THE TASK – Exact copy without images: repeat every entry as written.

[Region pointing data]
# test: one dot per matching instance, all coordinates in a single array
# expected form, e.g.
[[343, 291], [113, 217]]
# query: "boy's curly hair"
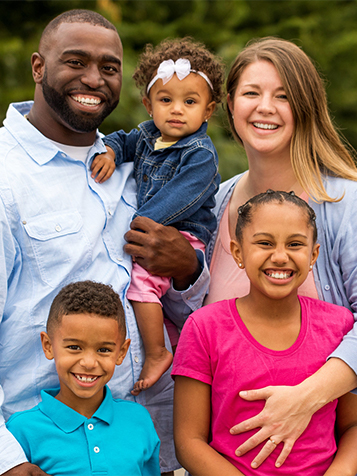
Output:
[[200, 58], [86, 297]]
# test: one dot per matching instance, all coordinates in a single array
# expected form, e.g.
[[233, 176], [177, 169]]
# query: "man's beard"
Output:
[[80, 122]]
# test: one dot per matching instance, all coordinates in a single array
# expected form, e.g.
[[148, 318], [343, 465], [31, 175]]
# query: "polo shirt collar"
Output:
[[67, 419], [37, 146]]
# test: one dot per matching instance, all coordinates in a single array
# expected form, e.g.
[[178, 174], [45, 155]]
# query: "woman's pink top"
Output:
[[216, 348]]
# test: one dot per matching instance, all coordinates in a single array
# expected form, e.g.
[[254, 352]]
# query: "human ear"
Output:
[[123, 350], [47, 345], [314, 254], [209, 110], [236, 251], [38, 67], [147, 104]]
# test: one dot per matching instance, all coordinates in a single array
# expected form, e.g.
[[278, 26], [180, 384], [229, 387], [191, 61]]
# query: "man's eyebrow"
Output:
[[85, 54]]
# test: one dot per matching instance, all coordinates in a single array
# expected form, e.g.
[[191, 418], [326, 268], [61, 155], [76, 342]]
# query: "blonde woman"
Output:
[[278, 111]]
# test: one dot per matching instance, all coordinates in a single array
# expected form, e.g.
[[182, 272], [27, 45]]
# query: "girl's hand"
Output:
[[103, 166], [285, 416]]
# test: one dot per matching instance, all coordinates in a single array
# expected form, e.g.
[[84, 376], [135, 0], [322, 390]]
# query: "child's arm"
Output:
[[120, 148], [345, 462], [103, 165], [192, 412]]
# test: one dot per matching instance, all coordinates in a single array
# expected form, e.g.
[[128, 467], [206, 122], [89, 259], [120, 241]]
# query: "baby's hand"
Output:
[[103, 166]]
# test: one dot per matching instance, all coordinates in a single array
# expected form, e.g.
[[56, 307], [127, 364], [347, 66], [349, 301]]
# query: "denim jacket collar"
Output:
[[151, 133]]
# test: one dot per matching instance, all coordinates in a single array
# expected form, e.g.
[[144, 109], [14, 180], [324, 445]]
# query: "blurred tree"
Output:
[[324, 29]]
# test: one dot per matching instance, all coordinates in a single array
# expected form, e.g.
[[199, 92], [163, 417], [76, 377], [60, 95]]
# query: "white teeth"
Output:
[[265, 126], [87, 101], [86, 379], [280, 275]]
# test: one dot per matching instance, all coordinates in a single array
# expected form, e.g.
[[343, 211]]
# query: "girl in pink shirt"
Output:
[[271, 336]]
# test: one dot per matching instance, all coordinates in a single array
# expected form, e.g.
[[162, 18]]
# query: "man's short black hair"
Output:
[[74, 16], [86, 297]]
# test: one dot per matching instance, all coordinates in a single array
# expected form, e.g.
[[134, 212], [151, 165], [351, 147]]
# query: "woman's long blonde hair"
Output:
[[316, 148]]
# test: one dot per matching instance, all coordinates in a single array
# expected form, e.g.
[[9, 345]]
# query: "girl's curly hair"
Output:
[[200, 58]]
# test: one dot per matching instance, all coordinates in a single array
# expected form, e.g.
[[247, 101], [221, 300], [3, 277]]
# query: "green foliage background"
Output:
[[325, 29]]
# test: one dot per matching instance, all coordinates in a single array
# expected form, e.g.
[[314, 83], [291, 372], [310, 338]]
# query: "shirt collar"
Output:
[[151, 132], [38, 147], [67, 419]]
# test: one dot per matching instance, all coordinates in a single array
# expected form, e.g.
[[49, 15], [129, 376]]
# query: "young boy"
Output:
[[79, 429]]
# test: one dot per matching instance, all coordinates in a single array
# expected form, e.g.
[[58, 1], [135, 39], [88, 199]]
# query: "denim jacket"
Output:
[[176, 185], [335, 271]]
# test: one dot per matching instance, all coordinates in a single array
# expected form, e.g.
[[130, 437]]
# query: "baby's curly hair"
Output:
[[200, 58], [86, 297]]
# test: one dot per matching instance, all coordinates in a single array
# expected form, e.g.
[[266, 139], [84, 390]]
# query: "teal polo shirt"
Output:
[[119, 439]]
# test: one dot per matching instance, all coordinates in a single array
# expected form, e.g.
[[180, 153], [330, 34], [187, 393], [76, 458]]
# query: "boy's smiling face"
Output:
[[86, 348]]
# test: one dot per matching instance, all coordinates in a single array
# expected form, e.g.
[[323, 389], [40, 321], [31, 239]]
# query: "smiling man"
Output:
[[57, 225]]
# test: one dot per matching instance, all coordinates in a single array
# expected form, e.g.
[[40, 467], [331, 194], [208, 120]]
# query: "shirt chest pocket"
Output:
[[58, 246]]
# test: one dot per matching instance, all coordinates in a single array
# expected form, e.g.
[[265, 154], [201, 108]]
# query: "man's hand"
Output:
[[103, 166], [25, 469], [162, 251], [285, 416]]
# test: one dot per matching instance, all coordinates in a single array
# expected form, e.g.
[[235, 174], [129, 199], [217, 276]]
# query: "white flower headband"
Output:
[[182, 68]]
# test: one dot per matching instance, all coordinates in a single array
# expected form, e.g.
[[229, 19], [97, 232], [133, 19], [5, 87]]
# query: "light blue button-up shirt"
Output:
[[57, 225], [119, 439]]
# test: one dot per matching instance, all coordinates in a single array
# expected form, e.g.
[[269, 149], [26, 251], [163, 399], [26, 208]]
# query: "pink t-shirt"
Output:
[[216, 348]]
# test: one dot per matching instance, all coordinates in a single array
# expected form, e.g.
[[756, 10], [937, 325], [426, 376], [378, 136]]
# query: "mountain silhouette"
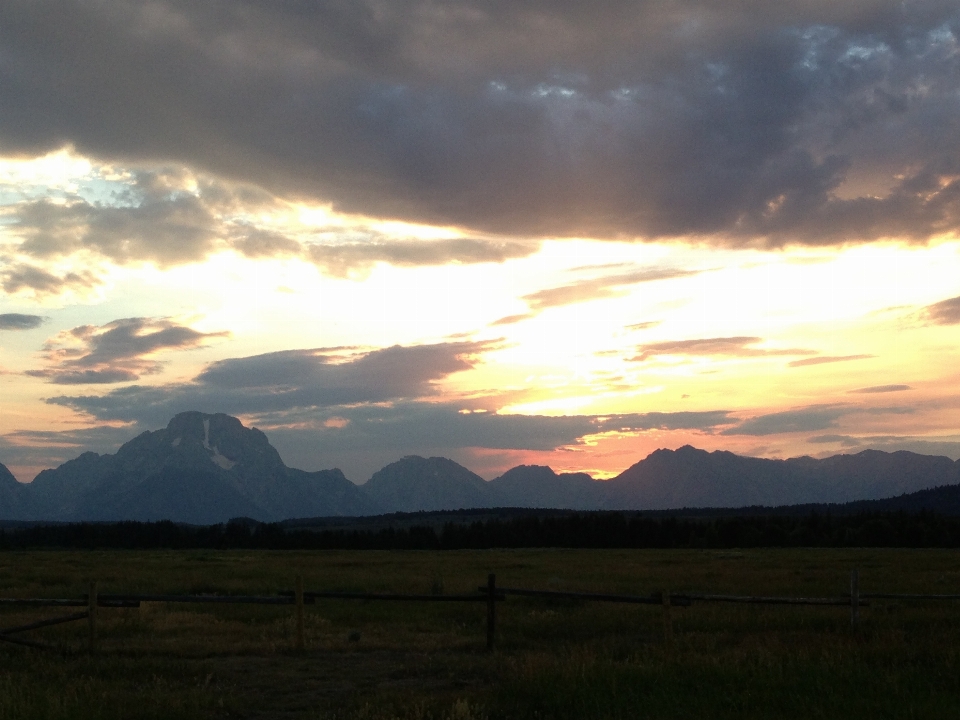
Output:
[[688, 477], [538, 486], [210, 468], [420, 484], [200, 468]]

TASK RESPONSE –
# test: one dot per matching instance, all coordinates in a single array
# expected form, e.g.
[[343, 291], [113, 217]]
# query: "boy's curly hair"
Output:
[[200, 58], [86, 297]]
# test: one dot per matching instance, all coordinates in a single array
# expected form, e.g.
[[233, 176], [177, 169]]
# query: "man's beard"
Output:
[[80, 122]]
# test: one dot per matching instance, all coordinates in a single array
# expected form, e.g.
[[148, 318], [343, 465], [31, 175]]
# query: "polo shirt collar"
Output:
[[67, 419], [37, 146]]
# test: one dot per matching instance, all coordinates in a single array
# expected form, e.g.
[[178, 174], [45, 155]]
# query: "woman's pink top"
Output:
[[216, 348]]
# test: one dot per matching instance, all coordinates in a single array
# expected form, e.g.
[[254, 352]]
# query: "human ear"
Output:
[[123, 350], [47, 345], [314, 254], [209, 110], [236, 251], [38, 67], [147, 104]]
# test: one dot per matching instance, all coordinates in a single array
# expected form, e.g.
[[278, 26], [180, 384], [229, 387], [191, 61]]
# query: "man's eyebrow"
Output:
[[85, 54]]
# test: one dot per matching instance, all coordinates in a single array
# expected form, e.g.
[[191, 418], [326, 268], [61, 155], [76, 342]]
# query: "blonde woman"
Output:
[[278, 111]]
# test: one dot per matching instance, all coordinates in a single array
# expected form, e.g.
[[182, 272], [27, 45]]
# query: "girl's hand"
Output:
[[103, 166], [285, 416]]
# test: one dot per matching instance, all coordinates in a single array
# expected form, e.g.
[[84, 376], [135, 0], [322, 390]]
# query: "child's arm"
Output:
[[120, 148], [345, 462], [103, 165], [192, 412]]
# test: one dot per matching instance, all coordinates in a single array
# expected form, e.g.
[[128, 467], [206, 122], [89, 259], [120, 241]]
# query: "baby's hand"
Output:
[[103, 166]]
# test: one dot per matching instance, all coordinates in a single array
# expected form, e.g.
[[56, 307], [127, 364], [347, 66], [349, 301]]
# query: "denim jacket collar"
Output:
[[151, 133]]
# test: one dot per matching instance, all coordinates in a single array
# expected form, e.g.
[[144, 109], [14, 180], [324, 445]]
# query: "blurred tree"
Output:
[[324, 29]]
# test: one dot per matching instance, all coordinates in a single array
# expected form, e.g.
[[199, 92], [163, 417], [76, 377], [60, 95]]
# query: "white teeth"
Output:
[[265, 126], [87, 101], [86, 379], [280, 275]]
# test: one dot per matching instance, all coordinates in a single array
# expected form, e.g.
[[343, 211]]
# query: "girl in pink shirt"
Output:
[[271, 336]]
# test: one dot per matching instance, all coordinates in a single array
# expected form, e.g.
[[162, 18]]
# query: "man's short black hair"
Output:
[[74, 16], [86, 297]]
# test: one dot per matching instance, all coordinates in a single array
# expected form, e.g.
[[134, 212], [151, 165], [351, 147]]
# query: "woman's long blonde hair"
Output:
[[316, 148]]
# test: one dot per matching instance, all coordinates in a single array
# expected form, e.g.
[[9, 345]]
# query: "girl's curly hair"
Output:
[[200, 58]]
# test: one dot per matching instance, all coordinates in a single array
# expected form, e.g.
[[247, 101], [221, 300], [3, 277]]
# query: "green foliage background"
Output:
[[325, 29]]
# test: one dot per matching instance, all coordinates in a single array
# expected form, e.g.
[[314, 83], [291, 372], [310, 338]]
# query: "shirt collar"
Output:
[[151, 132], [38, 147], [67, 419]]
# test: one dot per matching instance, all coordinates in a single array
# expected form, e.g.
[[49, 15], [129, 376]]
# query: "young boy"
Output:
[[79, 429]]
# test: one dot per matching instance, all coordinates in a single array
# expected form, e.g.
[[58, 1], [135, 39], [88, 199]]
# query: "denim jacket"
Output:
[[176, 185], [335, 271]]
# test: one dot per matching instance, all coordinates in a single array
# expected form, e.g.
[[130, 437]]
# query: "baby's curly hair"
Output:
[[200, 58], [86, 297]]
# test: one dot per matching instance, all coordinates in a single array
# expected form, e.g.
[[266, 139], [84, 390]]
# query: "teal polo shirt"
Output:
[[119, 439]]
# test: one dot per matching instance, all coordinates in a single array
# expected form, e.g.
[[180, 153], [330, 34], [187, 393], [76, 458]]
# query: "boy's smiling face"
Output:
[[86, 348]]
# test: one dot per matching instance, all coordinates in a single array
# expected form, e.g.
[[323, 389], [40, 321], [31, 239]]
# query: "smiling man"
Output:
[[57, 225]]
# test: one dot per matching instance, all coordinates in a single array
# expected form, e.g.
[[40, 467], [331, 194], [208, 120]]
# query: "shirt chest pocket"
Output:
[[58, 246]]
# test: one dot per matching instance, all coordinates in a single array
# expected form, e.g.
[[265, 154], [201, 108]]
# query: "man's hand"
Output:
[[103, 166], [25, 469], [162, 251], [285, 416]]
# test: one dot per matching instance, all coordinates in a single array
# expected form, e.g.
[[235, 174], [129, 199], [217, 276]]
# query: "white flower headband"
Output:
[[182, 68]]
# test: one dot per matching instance, all coordinates in a single array
# expected form, e.g.
[[229, 19], [97, 232], [133, 19], [5, 87]]
# query: "light blue button-up shirt"
Output:
[[57, 225], [119, 439]]
# test: one dot per matching instance, all coordinates in a single array
# expected form, e.g.
[[269, 149], [26, 251], [163, 399], [26, 208]]
# query: "pink t-shirt"
Output:
[[216, 348]]
# test: one dot per matching instance, all coordinates in a single array
# expected form, e.g.
[[756, 10], [937, 325], [426, 376], [378, 136]]
# query: "mountain silhouette"
Output:
[[688, 477], [538, 486], [210, 468], [420, 484], [200, 468]]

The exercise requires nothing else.